Asymmetric palladium-catalyzed hydrosilylation of styrene

[Pd(η³-C₃H₄)Cl]₂ (4.6 mg, 0.0125 mmol, 0.125 mol%), ligand (0.25 mol%) and styrene (1.2 mL, 1.0 g, 10.0 mmol) were stirred at room temperature for 20 min. Trichlorosilane (1.2 mL, 1.6 g, 12.0 mmol) was added and the reaction was stirred at room temperature for the appropriate time. The conversion of the reaction was followed by ¹H NMR spectroscopy. The product was purified by Kugelrohr distillation (reduced pressure, 150 °C).

WRITTEN TASK 1 → In the hydrosilylation procedure, take the passage that begins at the words "Asymmetric palladium-catalyzed hydrosilylation" and ends after "pressure, 150 °C).", and substitute "ambient temperature" for "room temperature" wherever it appears.
WRITTEN TASK 2 → Name every substance for which the hydrosilylation procedure states an amount.

COLLECTED MATERIAL →
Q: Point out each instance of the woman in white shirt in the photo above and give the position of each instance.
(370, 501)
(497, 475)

EXERCISE RESPONSE 1 →
Asymmetric palladium-catalyzed hydrosilylation of styrene

[Pd(η³-C₃H₄)Cl]₂ (4.6 mg, 0.0125 mmol, 0.125 mol%), ligand (0.25 mol%) and styrene (1.2 mL, 1.0 g, 10.0 mmol) were stirred at ambient temperature for 20 min. Trichlorosilane (1.2 mL, 1.6 g, 12.0 mmol) was added and the reaction was stirred at ambient temperature for the appropriate time. The conversion of the reaction was followed by ¹H NMR spectroscopy. The product was purified by Kugelrohr distillation (reduced pressure, 150 °C).

EXERCISE RESPONSE 2 → [Pd(η³-C₃H₄)Cl]₂, ligand, styrene, trichlorosilane